**TASK BRIEF**
Retype the following data line for line, changing nothing.

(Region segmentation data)

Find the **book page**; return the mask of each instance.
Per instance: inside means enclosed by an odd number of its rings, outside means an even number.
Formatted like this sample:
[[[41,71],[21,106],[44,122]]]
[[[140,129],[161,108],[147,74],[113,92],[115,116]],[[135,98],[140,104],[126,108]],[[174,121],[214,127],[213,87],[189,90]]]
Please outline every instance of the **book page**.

**PROBLEM SOLUTION**
Find the **book page**; return the mask of each instance.
Per instance: inside means enclosed by an odd number of its rings, outside means an even number.
Formatted like this sample:
[[[41,71],[21,106],[44,122]]]
[[[140,129],[161,108],[147,74],[113,92],[115,116]],[[135,98],[140,104],[126,108]],[[174,121],[214,127],[213,87],[189,90]]]
Please outline every instance of the **book page**.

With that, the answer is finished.